**LESETEXT**
═══

Hibbelige Nomaden

BLOG: Science and the City

vom Leben und Überleben im Alltag
Science and the City

Ich war mal wieder weg. In Westafrika unterwegs mit Mann und Bus. Jetzt bin ich wieder "in the city" und überlege, wie ich meinen werten Lesern mein modernes Nomadentum am besten nahe bringe. Und während ich so nach Wissenswertem zu diesem Thema stöbere, stoße ich auf dreierlei:

1. eine Meldung aus dem Jahr 2008, dass Nomaden von ADHS profitieren;
2. eine spannende Ausstellung zum Thema, die ab November 2011 in Hamburg zu sehen sein wird;
3. die witzige Idee des Holländers Vincent van Dijk, der als moderner Stadtnomade jede Nacht in einem anderen Hotel in Amsterdam lebt. Von seinen Erlebnissen berichtet er unter www.amsterdamslaapt.nl.

═══

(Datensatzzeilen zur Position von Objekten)
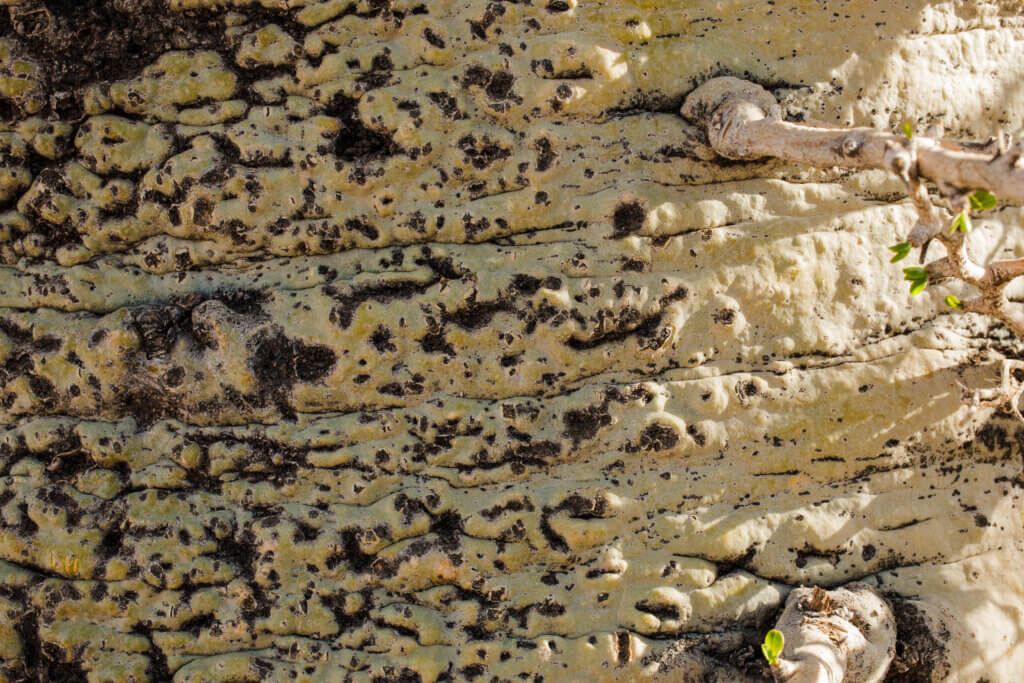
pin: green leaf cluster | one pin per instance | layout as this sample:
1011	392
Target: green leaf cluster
901	250
918	278
772	646
962	222
982	200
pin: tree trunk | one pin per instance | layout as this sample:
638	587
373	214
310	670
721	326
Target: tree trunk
387	340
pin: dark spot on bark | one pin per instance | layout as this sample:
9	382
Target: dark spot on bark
921	654
628	219
355	141
584	424
660	610
724	316
381	340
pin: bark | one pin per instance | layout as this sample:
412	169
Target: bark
395	341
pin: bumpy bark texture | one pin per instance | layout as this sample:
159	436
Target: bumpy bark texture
394	340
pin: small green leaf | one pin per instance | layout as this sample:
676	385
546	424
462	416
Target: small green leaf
918	286
901	250
772	646
962	222
982	200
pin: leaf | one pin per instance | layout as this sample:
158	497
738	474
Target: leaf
772	646
982	200
901	250
961	222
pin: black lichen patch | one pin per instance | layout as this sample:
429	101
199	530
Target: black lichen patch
658	437
355	141
79	42
628	219
279	361
921	654
381	340
545	155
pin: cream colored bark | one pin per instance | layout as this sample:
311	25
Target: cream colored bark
395	341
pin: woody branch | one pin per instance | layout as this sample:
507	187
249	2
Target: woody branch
743	121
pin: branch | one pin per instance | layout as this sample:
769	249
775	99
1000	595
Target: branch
847	634
743	124
743	121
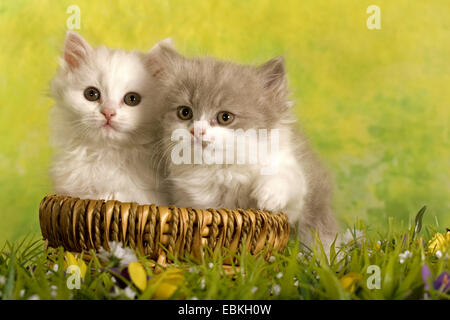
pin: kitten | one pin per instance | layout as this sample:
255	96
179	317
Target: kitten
220	97
100	124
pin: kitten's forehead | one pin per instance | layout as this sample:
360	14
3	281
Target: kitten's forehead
117	71
210	85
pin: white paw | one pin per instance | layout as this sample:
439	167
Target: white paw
271	195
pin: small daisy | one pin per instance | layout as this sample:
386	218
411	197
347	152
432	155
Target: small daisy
203	284
193	270
404	256
129	293
276	289
121	256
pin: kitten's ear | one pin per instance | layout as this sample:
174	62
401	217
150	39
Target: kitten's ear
161	55
273	74
76	49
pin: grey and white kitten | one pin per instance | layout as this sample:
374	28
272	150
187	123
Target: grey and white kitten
220	97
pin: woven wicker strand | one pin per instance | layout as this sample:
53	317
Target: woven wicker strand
81	225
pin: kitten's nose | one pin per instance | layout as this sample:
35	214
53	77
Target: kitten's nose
108	113
199	132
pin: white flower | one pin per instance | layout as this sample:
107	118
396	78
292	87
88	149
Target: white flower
129	293
53	291
350	235
276	289
203	284
405	255
124	255
193	270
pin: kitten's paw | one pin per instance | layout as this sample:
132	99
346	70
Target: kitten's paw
271	195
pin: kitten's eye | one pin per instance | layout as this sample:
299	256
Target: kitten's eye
225	118
184	113
92	94
132	99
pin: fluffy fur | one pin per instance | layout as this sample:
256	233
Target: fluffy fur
92	159
258	97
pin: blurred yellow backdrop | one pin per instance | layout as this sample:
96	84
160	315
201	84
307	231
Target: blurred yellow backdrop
375	103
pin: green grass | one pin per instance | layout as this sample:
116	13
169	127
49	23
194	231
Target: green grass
374	103
27	271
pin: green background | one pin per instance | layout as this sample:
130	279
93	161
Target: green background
375	103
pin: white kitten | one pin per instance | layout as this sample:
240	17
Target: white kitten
216	98
100	124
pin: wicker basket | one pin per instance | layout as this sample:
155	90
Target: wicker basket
158	232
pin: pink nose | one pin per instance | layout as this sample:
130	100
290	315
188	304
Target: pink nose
108	113
198	133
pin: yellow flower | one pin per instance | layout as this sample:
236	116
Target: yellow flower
138	275
439	242
70	261
166	283
349	281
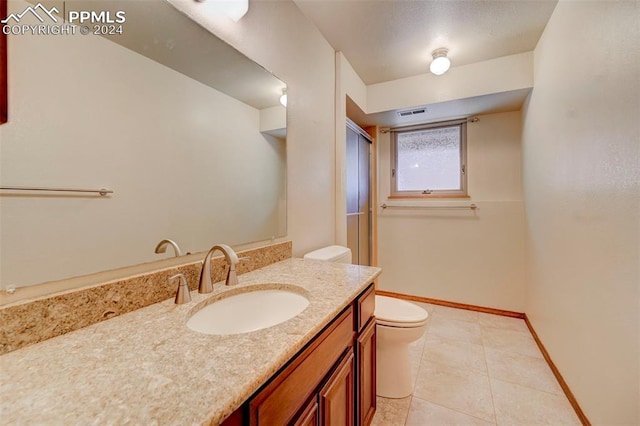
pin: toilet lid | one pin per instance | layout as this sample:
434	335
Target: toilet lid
399	313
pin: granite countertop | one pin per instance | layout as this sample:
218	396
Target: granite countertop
147	367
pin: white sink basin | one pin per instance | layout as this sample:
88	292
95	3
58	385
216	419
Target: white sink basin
250	311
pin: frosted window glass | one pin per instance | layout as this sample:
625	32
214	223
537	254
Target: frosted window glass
429	159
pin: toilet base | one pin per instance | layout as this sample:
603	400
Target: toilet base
393	371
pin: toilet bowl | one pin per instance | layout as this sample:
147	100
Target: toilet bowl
398	323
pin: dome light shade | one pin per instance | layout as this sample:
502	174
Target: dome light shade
440	63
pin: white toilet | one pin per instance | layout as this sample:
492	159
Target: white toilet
398	323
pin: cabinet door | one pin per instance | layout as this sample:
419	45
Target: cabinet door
366	352
336	396
309	416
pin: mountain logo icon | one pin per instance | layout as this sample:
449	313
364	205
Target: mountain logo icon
38	11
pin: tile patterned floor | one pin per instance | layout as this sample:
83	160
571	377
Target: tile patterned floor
472	368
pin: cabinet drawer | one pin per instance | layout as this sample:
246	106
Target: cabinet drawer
281	399
365	307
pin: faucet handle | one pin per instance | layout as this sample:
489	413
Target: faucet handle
182	294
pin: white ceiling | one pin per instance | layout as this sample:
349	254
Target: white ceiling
390	39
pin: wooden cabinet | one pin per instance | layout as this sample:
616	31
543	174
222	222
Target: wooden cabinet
336	396
329	382
365	347
366	355
310	415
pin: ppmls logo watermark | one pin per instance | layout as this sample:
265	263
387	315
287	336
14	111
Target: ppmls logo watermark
85	21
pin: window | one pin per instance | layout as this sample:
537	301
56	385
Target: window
429	160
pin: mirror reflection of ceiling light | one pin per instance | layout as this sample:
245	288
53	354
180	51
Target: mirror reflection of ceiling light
234	9
440	63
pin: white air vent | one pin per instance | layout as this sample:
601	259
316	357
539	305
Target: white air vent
412	112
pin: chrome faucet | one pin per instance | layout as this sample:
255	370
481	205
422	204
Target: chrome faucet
162	247
182	294
206	286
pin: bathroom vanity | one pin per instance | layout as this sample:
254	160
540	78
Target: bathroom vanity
148	367
330	382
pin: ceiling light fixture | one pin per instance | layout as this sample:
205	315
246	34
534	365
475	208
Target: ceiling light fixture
283	98
440	63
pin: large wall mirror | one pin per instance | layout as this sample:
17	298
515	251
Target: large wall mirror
187	132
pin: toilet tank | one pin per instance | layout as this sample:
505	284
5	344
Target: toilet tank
338	254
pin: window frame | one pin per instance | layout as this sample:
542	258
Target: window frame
432	193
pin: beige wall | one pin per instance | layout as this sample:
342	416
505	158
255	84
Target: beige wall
279	37
456	255
581	175
104	116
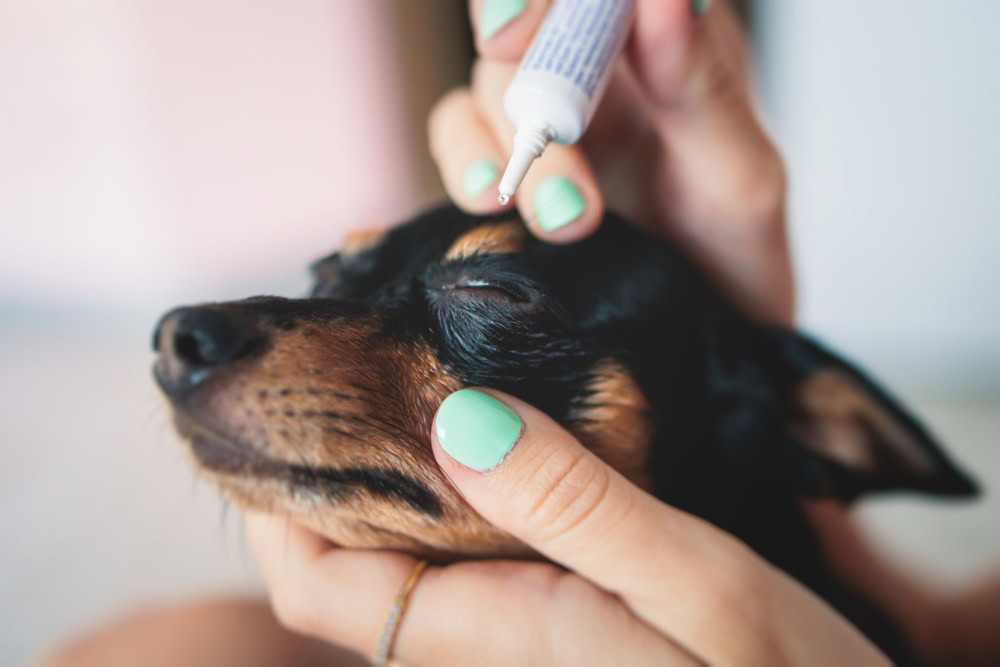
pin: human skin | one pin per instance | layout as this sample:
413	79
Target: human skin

═══

**AUFGABEN**
1 - Warum sucht die schreibende Person im Blogeintrag über Nomaden nach Wissenswertem zum Thema? Antworten Sie in ein bis drei Sätzen.
2 - Beantworten Sie anhand des Blogeintrags über Nomaden:
(a) In welcher Region war die schreibende Person unterwegs?
(b) Aus welchem Jahr stammt die Meldung, dass Nomaden von ADHS profitieren?
(c) Wo übernachtet Vincent van Dijk jede Nacht?
3 - Schreiben Sie aus dem Blogeintrag über Nomaden alles von "BLOG: Science and" bis hinunter zu "er unter www.amsterdamslaapt.nl." ab.
Die Zeilen spielen dafür keine Rolle.

**ANTWORTEN JE AUFGABE**
1 - Die schreibende Person ist von einer Reise durch Westafrika zurück, die sie mit Mann und Bus unternommen hat. Nun überlegt sie, wie sie ihren Lesern ihr modernes Nomadentum am besten nahebringen kann.

2 -
(a) In Westafrika.
(b) Aus dem Jahr 2008.
(c) Jede Nacht in einem anderen Hotel in Amsterdam.

3 -
BLOG: Science and the City

vom Leben und Überleben im Alltag
Science and the City

Ich war mal wieder weg. In Westafrika unterwegs mit Mann und Bus. Jetzt bin ich wieder "in the city" und überlege, wie ich meinen werten Lesern mein modernes Nomadentum am besten nahe bringe. Und während ich so nach Wissenswertem zu diesem Thema stöbere, stoße ich auf dreierlei:

1. eine Meldung aus dem Jahr 2008, dass Nomaden von ADHS profitieren;
2. eine spannende Ausstellung zum Thema, die ab November 2011 in Hamburg zu sehen sein wird;
3. die witzige Idee des Holländers Vincent van Dijk, der als moderner Stadtnomade jede Nacht in einem anderen Hotel in Amsterdam lebt. Von seinen Erlebnissen berichtet er unter www.amsterdamslaapt.nl.